■ **DATASET EXTRACT**:
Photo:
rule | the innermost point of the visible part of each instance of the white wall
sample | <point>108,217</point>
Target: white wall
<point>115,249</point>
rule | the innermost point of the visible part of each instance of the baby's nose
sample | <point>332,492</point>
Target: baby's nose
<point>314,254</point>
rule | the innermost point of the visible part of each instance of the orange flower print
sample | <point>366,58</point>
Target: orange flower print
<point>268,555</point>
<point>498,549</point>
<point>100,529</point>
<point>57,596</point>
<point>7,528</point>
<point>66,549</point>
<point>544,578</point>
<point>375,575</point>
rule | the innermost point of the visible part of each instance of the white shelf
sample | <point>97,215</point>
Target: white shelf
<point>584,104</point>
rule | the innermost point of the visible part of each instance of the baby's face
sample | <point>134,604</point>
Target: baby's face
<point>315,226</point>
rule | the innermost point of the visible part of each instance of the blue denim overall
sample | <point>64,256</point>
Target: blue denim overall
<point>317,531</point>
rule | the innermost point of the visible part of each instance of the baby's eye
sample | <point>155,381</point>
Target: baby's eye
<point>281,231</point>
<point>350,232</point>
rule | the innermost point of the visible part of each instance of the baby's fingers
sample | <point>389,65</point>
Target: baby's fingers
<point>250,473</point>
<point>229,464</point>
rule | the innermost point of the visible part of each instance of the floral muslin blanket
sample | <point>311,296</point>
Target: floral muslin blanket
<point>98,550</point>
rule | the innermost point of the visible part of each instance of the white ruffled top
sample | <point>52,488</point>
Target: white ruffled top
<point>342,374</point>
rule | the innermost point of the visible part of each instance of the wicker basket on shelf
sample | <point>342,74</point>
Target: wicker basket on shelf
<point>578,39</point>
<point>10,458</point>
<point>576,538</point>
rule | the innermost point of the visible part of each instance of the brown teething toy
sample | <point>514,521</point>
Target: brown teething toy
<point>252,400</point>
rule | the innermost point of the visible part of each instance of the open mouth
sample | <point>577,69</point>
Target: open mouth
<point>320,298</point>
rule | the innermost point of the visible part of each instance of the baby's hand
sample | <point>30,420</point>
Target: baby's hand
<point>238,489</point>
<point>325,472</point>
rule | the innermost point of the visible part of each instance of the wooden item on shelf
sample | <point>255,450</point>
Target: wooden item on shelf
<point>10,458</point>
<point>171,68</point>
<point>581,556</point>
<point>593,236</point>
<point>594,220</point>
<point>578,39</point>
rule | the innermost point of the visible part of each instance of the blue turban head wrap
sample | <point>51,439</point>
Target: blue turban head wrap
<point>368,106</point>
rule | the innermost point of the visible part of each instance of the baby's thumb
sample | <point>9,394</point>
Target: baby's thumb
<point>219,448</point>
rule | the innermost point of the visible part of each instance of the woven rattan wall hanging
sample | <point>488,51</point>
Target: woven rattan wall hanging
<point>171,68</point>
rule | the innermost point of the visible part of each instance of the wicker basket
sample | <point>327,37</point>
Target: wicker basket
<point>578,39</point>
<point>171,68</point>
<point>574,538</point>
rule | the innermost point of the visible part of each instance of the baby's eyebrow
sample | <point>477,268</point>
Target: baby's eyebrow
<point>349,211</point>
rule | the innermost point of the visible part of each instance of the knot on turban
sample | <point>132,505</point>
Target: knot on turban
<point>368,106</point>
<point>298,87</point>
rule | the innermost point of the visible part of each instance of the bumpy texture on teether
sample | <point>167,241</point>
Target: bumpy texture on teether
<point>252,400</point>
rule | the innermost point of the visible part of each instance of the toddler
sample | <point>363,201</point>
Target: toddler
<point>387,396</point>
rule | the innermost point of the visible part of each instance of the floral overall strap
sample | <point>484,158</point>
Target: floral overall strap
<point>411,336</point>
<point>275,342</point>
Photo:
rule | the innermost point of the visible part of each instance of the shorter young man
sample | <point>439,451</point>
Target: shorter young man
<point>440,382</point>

■ **TASK TO COMPLETE**:
Copy out the lines from the records above exactly, starting with the line that contains "the baby's eyebrow" and ending with the line that contains "<point>349,211</point>", both included.

■ **REPLY**:
rule | the innermost point of the visible part of each instance of the baby's eyebrow
sample | <point>477,268</point>
Target: baby's eyebrow
<point>349,211</point>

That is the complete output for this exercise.